SELECTED TEXT.
You couldn't do that, no.

>This is not legal in most locations.
>
>Reverse engineering is taking the published specifications, creating
>software that should function in an equivalent manner.

That is not true. True reverse engineering is disassembling the binary,
determining the specifications laid down in the binary, then writing a
program to implement those specifications (again IANAL and your legislation
may well vary)

You are spoilt if you have the specifications already available... With
NTFS I have spent months going through the ntfs driver disassembly in
IDAPro (http://www.datarescue.com), the best disassembler there is AFAIK,
determining how things work.

>Testing it is difficult since you have to be careful not to import
>patented/copyrighted algorithms. You have to compair the inputs/outputs
>for the software with the inputs/outputs of the original.

Er, you have to have the same algorithms or at least you need to achieve
the same input and output which often requires the exact same algorithm
otherwise you cannot achieve the same input/output...

To give a concrete example from ntfs, when collating attribute names (and
file names for the matter) in order to determine where to place them in an
inode, if you do not apply all collation criteria found in the windows
driver, you will inevitably do the collation wrong at least in some corner
cases and you have a broken filesystem on your hands when you are writing.

>The end result is usable. Linux itself can be considered a reversed
>engineered UNIX.

I would disagree. You have all the specifications defined in all the
standards and you are just implementing them. That has nothing to do with
reverse engineering. That is just implementing a specification/design, that
is normal everyday programming. Parts of Linux are reverse engineered, sure
thing, but not the whole OS.

>At least a sufficient amount of the specifications are available.
>
>The problem with most M$ software is that the published specifications are
>not complete, access to the inputs are not always available (it is ALSO
>covered by the proprietary/trade secrets/other restrictions). Sometimes
>the output is not available (at least in some countries - DMCA again).
>
>This is also the problem with some device interfaces. If the company claims
>"trade secret" or "propriatary information" then the published
>pecifications will not be usable when reverse engineering device drivers.

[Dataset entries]
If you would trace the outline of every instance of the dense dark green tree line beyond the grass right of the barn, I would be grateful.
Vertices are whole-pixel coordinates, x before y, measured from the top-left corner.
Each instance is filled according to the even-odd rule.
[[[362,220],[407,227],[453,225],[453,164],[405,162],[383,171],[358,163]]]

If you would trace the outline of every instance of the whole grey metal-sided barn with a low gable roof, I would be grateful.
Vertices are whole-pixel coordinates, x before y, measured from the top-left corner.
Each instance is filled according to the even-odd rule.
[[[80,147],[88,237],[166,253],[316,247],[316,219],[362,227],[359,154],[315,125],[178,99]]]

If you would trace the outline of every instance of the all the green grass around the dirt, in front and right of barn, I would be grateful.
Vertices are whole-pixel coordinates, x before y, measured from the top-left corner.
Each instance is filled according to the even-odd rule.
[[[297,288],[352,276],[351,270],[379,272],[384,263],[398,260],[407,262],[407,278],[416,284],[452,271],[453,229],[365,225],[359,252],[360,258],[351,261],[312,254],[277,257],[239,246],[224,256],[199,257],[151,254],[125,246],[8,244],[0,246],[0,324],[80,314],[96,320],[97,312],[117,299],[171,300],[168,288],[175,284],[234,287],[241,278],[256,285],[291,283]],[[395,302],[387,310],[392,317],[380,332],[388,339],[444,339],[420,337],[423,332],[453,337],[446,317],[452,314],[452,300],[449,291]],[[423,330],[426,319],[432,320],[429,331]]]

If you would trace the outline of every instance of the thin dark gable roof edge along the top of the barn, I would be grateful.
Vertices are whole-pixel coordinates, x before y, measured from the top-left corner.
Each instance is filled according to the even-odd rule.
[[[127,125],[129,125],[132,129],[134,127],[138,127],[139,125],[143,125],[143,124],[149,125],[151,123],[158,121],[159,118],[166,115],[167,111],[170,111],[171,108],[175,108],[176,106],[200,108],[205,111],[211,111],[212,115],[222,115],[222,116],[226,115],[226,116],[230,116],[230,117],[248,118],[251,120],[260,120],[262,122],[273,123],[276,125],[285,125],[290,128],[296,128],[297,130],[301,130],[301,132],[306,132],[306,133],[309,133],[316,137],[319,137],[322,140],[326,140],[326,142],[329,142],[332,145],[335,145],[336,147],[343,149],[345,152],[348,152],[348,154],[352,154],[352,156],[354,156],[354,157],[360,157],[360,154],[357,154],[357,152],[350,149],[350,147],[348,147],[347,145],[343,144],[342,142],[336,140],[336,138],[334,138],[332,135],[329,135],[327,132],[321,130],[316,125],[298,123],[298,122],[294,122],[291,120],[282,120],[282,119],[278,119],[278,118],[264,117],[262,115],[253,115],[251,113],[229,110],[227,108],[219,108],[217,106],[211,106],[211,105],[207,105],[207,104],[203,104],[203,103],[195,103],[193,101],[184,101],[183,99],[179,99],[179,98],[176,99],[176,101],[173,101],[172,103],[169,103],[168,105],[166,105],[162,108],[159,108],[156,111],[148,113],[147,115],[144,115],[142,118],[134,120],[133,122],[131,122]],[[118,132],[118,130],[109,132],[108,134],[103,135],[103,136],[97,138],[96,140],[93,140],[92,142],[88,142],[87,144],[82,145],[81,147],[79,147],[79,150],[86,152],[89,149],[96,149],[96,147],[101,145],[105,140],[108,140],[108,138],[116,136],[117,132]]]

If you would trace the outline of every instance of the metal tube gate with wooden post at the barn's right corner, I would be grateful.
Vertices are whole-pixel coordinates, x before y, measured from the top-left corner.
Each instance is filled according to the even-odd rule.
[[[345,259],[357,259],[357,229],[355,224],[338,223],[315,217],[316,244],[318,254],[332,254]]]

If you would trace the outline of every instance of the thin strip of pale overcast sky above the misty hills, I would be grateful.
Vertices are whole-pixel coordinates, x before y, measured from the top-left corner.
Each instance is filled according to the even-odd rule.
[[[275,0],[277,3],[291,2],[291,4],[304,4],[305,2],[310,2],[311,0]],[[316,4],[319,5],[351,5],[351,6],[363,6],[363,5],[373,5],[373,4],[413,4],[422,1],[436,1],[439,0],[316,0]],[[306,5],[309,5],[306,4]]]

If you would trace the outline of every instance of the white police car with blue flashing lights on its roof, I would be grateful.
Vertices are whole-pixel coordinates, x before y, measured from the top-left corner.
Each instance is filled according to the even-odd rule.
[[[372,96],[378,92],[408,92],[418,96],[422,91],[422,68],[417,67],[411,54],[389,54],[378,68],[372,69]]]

* * *

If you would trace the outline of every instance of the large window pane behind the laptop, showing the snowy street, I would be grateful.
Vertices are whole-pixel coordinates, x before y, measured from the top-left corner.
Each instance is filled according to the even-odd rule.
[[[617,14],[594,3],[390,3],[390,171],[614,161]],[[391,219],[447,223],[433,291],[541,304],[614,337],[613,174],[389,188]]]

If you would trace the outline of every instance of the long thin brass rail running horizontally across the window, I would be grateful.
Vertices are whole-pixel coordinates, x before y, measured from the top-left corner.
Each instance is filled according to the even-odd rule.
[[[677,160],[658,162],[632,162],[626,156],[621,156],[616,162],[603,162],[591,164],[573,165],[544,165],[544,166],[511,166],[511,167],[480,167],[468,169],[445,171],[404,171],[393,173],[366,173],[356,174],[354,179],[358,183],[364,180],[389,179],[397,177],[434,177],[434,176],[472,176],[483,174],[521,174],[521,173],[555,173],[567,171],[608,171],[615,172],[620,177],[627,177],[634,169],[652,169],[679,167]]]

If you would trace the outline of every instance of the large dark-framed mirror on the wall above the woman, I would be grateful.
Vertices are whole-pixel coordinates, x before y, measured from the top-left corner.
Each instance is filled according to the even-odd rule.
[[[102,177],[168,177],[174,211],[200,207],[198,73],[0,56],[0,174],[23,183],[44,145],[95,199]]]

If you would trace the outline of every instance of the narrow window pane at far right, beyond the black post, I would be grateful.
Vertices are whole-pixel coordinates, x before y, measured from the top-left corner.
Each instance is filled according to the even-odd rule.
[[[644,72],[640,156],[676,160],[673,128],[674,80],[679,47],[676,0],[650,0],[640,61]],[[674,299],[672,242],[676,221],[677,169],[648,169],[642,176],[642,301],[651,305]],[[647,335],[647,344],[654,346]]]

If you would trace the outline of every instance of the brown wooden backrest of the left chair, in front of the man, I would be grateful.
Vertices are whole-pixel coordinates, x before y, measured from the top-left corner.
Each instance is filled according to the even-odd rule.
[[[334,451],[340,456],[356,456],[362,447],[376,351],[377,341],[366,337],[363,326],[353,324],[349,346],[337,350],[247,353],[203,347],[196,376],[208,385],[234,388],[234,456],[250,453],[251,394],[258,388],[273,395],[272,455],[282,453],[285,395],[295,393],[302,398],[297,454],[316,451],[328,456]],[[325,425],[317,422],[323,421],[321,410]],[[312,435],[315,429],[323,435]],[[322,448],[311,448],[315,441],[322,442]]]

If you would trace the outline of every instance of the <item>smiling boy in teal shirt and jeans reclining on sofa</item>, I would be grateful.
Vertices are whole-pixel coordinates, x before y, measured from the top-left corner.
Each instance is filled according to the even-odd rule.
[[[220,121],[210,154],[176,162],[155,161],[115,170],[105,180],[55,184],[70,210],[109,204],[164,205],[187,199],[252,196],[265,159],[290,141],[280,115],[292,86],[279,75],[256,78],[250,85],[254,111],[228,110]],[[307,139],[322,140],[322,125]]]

...

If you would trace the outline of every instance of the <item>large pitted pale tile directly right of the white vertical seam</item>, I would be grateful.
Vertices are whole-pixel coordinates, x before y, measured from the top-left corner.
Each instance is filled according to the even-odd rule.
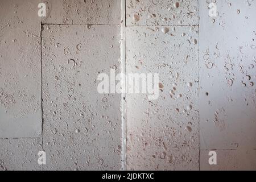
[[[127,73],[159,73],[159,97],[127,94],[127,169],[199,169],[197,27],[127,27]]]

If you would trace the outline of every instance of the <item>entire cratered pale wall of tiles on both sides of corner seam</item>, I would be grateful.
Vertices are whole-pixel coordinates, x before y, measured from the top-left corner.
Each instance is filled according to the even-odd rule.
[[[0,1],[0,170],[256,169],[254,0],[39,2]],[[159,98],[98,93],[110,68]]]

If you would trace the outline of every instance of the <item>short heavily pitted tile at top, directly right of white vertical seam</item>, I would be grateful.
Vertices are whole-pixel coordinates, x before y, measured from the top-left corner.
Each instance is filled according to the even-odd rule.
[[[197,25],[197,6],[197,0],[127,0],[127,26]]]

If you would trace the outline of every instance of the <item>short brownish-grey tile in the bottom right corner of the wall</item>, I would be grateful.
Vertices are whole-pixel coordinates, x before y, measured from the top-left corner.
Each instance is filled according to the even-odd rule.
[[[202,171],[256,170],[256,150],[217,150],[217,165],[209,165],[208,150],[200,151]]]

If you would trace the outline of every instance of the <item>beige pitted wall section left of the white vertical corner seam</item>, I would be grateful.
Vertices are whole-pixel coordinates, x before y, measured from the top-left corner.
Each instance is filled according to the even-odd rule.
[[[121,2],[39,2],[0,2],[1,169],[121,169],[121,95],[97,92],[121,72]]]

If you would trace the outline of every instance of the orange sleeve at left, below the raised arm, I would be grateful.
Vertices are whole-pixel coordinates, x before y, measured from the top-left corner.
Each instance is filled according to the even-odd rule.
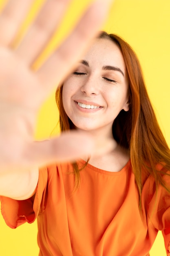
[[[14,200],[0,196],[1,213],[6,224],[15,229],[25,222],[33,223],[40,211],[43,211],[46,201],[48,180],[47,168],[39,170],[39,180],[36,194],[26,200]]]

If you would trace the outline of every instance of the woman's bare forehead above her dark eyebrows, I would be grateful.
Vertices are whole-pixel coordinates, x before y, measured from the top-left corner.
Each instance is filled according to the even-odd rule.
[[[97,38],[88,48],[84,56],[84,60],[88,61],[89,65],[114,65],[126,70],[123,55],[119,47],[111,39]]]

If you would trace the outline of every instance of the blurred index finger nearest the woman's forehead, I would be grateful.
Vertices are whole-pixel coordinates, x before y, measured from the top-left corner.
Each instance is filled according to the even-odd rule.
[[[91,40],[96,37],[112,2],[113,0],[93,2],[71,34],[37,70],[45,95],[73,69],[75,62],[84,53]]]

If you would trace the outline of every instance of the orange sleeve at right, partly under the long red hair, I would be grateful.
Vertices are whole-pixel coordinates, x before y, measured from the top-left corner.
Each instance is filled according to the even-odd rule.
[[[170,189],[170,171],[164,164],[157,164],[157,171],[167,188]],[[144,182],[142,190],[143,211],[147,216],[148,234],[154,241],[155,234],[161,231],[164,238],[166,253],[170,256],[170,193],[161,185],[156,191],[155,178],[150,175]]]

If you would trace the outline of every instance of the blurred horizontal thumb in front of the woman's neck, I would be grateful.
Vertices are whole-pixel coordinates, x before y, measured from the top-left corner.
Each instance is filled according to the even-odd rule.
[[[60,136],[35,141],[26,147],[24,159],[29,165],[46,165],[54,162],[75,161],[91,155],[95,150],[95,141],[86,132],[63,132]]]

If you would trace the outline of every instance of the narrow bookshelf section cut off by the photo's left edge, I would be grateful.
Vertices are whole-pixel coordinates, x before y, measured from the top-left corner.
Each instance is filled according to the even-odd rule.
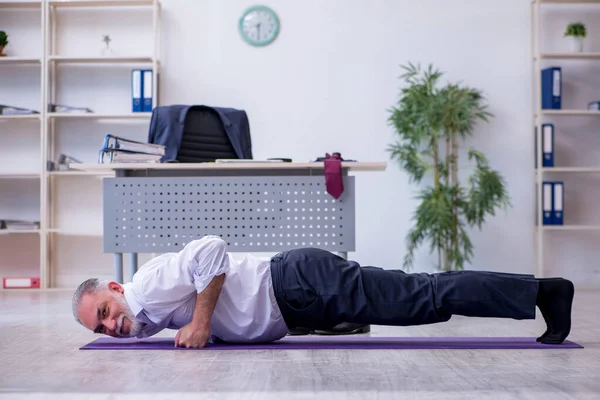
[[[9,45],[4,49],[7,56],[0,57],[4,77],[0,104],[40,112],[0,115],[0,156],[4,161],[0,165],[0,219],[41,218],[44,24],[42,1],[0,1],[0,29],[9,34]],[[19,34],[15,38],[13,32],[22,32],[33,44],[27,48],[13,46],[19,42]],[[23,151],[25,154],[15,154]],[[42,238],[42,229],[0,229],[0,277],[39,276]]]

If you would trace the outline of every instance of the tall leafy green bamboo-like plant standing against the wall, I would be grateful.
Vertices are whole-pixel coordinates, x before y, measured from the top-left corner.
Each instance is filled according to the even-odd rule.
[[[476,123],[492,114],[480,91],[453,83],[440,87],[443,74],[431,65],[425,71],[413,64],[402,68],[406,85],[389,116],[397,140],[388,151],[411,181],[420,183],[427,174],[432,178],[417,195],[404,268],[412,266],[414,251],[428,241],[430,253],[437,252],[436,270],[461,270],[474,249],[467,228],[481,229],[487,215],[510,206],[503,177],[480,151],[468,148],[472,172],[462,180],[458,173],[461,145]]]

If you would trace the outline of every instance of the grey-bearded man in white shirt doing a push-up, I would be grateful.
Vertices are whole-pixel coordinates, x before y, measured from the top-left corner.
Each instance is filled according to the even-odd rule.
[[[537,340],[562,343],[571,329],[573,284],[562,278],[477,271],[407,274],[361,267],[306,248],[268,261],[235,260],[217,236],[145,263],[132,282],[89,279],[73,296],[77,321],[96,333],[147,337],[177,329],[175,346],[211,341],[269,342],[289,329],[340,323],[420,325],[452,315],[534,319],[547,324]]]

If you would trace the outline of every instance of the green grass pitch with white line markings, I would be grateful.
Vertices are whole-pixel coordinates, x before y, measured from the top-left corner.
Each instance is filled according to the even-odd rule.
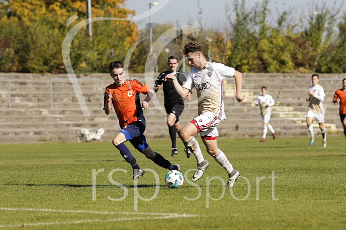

TASK LIST.
**a.** In the reverse engineering discussion, which disassembler did the writer use to study the ntfs driver?
**b.** Resume the reverse engineering discussion, picking up right after its final sentence.

ANSWERS TO EACH TASK.
**a.** IDAPro (http://www.datarescue.com).

**b.**
You can use whatever information you like as long as you are not disallowed
to do so by your local legislation. The EU is very liberal with regards to
reverse engineering and the US is I gather a forbidding country.

>This problem has been attacked in the past as "it SHOULD work like this,
>if I can find a register that looks like what I expect, then it MIGHT
>work"... Some IDE controllers were originally developed this way - at
>least one video board was done this way. (I think even a PCI bridge was
>deciphered this way)
>
> > Is there not a project on Linux to convert assembly back to C? Would
> > this be exceptionally hard?
>
>Not hard - just illegal when using it to disassemble proprietary software.
>Debuggers do this very frequently, to the point that I would say "all the
>time" except for debuggers of interpreted languages.

It is not only exceptionally hard, it completely impossible to do
automatically. Assembler code cannot be translated to meaningful C code
without human intervention. Of course if you have full symbolic
information, it can be done, but no commercial software includes symbolic
information if the company has any sense. If you were to write an asm -> C
converter the only thing it could ever do is to name all functions and
variables func1, func2, ... and var1, var2, etc without full type
information, at least not C types, no names and no meanings. (That is what
IDAPro does in fact but it keeps the code in assembler and doesn't convert
it to C.)

The real hard core part of reverse engineering is to understand what the
heck the functions do, why they do it, what it means and to deduce the
specifications from that. (With ntfs we do have partial debugging symbols,
for all functions ntfs exports to other parts of windows, and we have some
of the function names, but by no means all.)

Comparing input/output is also very valuable in the course of reverse
engineering but by no means sufficient because you will (almost) never find
out all corner/special cases that way. Depending on what you are reverse
engineering it may be sufficient but it is extremely unlikely to give you
the full specifications.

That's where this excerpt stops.